### TEXT EXCERPT
++++++++
Hybrid-electric low-floor single-deck bus

The Alexander Dennis Enviro350H was a hybrid-electric powered single-decker bus manufactured by Alexander Dennis between 2010 and 2013. It was the first Alexander Dennis bus model which was only sold as a hybrid-electric vehicle, the Enviro200H, 400H and 500H models having diesel-powered equivalents.

The Enviro350H has its powertrain located at the nearside of the rear overhang, similar to the full-low-floor buses in Europe. It can be equipped with BAE Systems' HybriDrive series-hybrid system with a Cummins ISBe engine as generator.

In 2014, Alexander Dennis announced the virtual electric version known as the Enviro350VE, which can be powered by wireless charging in addition to the hybrid power system. However, there were no confirmed orders of this type and it was subsequently replaced by variants of ADL's newer Enviro200 MMC.
++++++++
### YOUR TASKS
1/ Transcribe the Enviro350H passage, beginning at the words "The Alexander Dennis" and stopping after "having diesel-powered equivalents.".
2/ Using the Enviro350H passage, answer yes or no to each statement and quote the words that decide it. (a) The Enviro350H was built between 2010 and 2013. (b) The Enviro200H had no diesel-powered equivalent. (c) The Enviro350VE received confirmed orders.
++++++++
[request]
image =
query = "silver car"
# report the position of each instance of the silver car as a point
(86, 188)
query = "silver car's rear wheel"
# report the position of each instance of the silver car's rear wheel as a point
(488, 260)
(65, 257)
++++++++
### LIST OF SOLUTIONS
1/
The Alexander Dennis Enviro350H was a hybrid-electric powered single-decker bus manufactured by Alexander Dennis between 2010 and 2013. It was the first Alexander Dennis bus model which was only sold as a hybrid-electric vehicle, the Enviro200H, 400H and 500H models having diesel-powered equivalents.

2/
(a) Yes: "manufactured by Alexander Dennis between 2010 and 2013"
(b) No: "the Enviro200H, 400H and 500H models having diesel-powered equivalents"
(c) No: "there were no confirmed orders of this type"